** Start of Document passage **

# My favorite rod... RIP



## cfarnwide (Sep 10, 2007)

It was a sad day. My favorite spinning rod broke today after 15 or so years of service. It was a Shimano Spinning rated for 4-12# line.

Anyone have any recommendations on a replacement rod? I will be putting a Shimano FX200 Quickfire on it. Id like it to be a 6' rod.


----------



## .45 (Sep 21, 2007)

15 years ? That's pretty good !!

My choice's would be to replace it with the same thing or a St. Croix or a G. Loomis..

The Fenwick's I have....I'm not too happy with lately, the action just doesn't seem right. They seem too stiff and just don't seem to have the 'light' action I would like.....

Good luck !!


----------



## cfarnwide (Sep 10, 2007)

I was thinking about replacing it with the Shimano Clarus or a Shakspeare Ugly Stick. Anyone have a review of either rod?


----------



## sillyphil (Nov 26, 2007)

Been using the Ugly Stick "LITE" for about 6 years now. I am going to buy another one soon. Not very expensive and seem to be unbreakable. The action on it is excellant in my opinion. you could feel the lightest of bites.I definatly recomend this rod. I just don't see the point in spending big bucks on a rod, I am sure many will argue this though.


----------



## cfarnwide (Sep 10, 2007)

sillyphil said:


> I definatly recomend this rod. I just don't see the point in spending big bucks on a rod, I am sure many will argue this though.


The price is definitely attractive. Ive had a 7' Ugly for just as long as the Shimano so I know they are good rods and will last.


----------



## pintail (Apr 20, 2008)

spend the extra money and get the G. Loomis their GL2 rod is that best that i have ever used. plus there warranty is great. i shut 2 of my loomis rods in my tailgate and broke off the tips and they replaced them with no questions asked.


----------



## deadicated1 (Mar 17, 2008)

didnt you learn after the first one?? jk


----------



## cajun1977 (Dec 8, 2007)

if you gave us a price range we could recommend a rod for you


----------



## cfarnwide (Sep 10, 2007)

Up to $50


----------



## pintail (Apr 20, 2008)

for the price you pay the ugly stick is a sweet pole. i like them alot they are very durable but still get pretty good action, and you can beat the crap out of them.


----------



## cfarnwide (Sep 10, 2007)

pintail said:


> for the price you pay the ugly stick is a sweet pole. i like them alot they are very durable but still get pretty good action, *and you can beat the crap out of them*.


I am harsh on my equipment, it definitely gets used. Im surprised the Shimano lasted as long as it did.

** End of Document passage **
** Start of Dataset content **

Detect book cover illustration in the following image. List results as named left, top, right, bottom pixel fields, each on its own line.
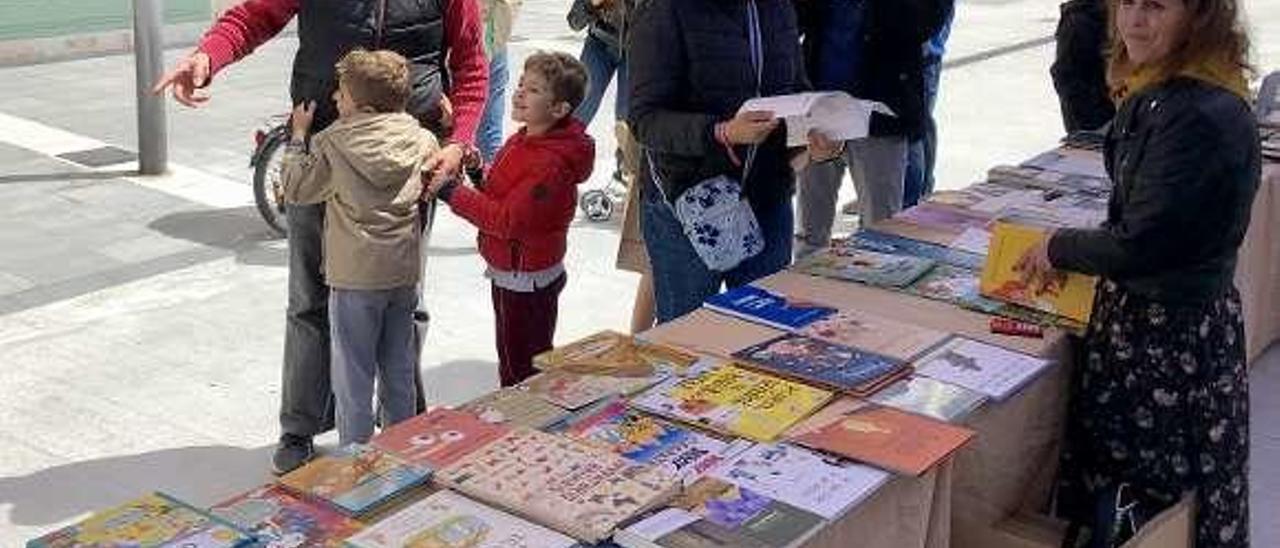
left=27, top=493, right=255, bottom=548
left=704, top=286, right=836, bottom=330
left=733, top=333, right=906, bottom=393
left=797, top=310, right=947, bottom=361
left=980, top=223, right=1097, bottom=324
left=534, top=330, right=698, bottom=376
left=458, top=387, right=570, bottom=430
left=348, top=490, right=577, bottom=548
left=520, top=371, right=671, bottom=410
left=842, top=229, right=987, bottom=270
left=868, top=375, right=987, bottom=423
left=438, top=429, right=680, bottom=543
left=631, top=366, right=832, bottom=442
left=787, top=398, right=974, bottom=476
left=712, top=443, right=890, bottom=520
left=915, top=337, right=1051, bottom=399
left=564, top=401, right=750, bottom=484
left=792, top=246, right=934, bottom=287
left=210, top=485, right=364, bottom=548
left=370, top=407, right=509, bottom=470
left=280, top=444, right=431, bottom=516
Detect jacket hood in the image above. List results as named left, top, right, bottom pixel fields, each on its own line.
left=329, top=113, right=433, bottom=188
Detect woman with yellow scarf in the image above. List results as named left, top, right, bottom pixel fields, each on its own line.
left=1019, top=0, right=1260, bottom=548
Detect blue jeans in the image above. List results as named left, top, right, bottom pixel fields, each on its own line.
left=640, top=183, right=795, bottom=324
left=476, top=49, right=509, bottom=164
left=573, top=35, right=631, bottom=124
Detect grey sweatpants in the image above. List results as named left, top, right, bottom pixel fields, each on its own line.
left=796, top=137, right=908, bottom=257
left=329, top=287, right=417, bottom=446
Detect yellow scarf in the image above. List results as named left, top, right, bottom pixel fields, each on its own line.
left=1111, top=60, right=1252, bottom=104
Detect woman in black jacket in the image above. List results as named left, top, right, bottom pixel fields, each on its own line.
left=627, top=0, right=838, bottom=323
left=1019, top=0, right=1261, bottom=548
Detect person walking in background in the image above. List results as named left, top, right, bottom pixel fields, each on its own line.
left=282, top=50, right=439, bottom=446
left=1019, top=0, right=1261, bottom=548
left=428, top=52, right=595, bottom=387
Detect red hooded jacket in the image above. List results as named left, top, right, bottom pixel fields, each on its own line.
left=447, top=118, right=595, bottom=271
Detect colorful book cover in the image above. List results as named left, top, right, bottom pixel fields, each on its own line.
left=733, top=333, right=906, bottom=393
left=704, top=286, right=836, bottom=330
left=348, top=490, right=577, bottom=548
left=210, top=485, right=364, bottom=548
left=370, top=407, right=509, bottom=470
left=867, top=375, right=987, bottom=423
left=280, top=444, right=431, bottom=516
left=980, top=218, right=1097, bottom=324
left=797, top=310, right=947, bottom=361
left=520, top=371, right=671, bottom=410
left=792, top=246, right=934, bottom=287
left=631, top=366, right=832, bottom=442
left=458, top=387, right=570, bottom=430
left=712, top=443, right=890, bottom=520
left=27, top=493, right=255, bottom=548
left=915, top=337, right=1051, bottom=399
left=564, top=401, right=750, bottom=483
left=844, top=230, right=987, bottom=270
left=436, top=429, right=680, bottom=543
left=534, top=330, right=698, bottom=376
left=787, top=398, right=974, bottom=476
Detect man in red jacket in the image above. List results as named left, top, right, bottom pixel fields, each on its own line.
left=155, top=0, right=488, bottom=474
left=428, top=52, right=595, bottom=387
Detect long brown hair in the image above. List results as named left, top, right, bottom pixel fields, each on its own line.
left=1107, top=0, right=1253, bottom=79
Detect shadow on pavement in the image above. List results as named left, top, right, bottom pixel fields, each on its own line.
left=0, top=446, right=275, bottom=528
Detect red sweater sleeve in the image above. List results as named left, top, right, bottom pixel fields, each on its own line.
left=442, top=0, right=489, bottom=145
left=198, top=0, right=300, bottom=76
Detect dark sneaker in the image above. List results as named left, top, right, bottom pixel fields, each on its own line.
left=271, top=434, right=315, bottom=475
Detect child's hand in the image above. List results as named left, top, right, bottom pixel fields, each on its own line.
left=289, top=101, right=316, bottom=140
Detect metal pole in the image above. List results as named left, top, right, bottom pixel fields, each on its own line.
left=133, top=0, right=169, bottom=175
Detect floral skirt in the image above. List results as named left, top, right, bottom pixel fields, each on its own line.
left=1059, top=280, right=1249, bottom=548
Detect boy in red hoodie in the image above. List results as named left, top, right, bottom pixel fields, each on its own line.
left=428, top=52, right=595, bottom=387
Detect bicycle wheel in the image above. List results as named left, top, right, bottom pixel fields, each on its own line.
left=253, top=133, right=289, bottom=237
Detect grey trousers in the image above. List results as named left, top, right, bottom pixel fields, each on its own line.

** End of Dataset content **

**Instructions:**
(a) Return the passage of the fishing rod thread starting at "Anyone have any" and ending at "a G. Loomis..".
(b) In the fishing rod thread, what price limit does cfarnwide set for the replacement rod?

**Exercise answers:**
(a)
Anyone have any recommendations on a replacement rod? I will be putting a Shimano FX200 Quickfire on it. Id like it to be a 6' rod.


----------



## .45 (Sep 21, 2007)

15 years ? That's pretty good !!

My choice's would be to replace it with the same thing or a St. Croix or a G. Loomis..

(b) Up to $50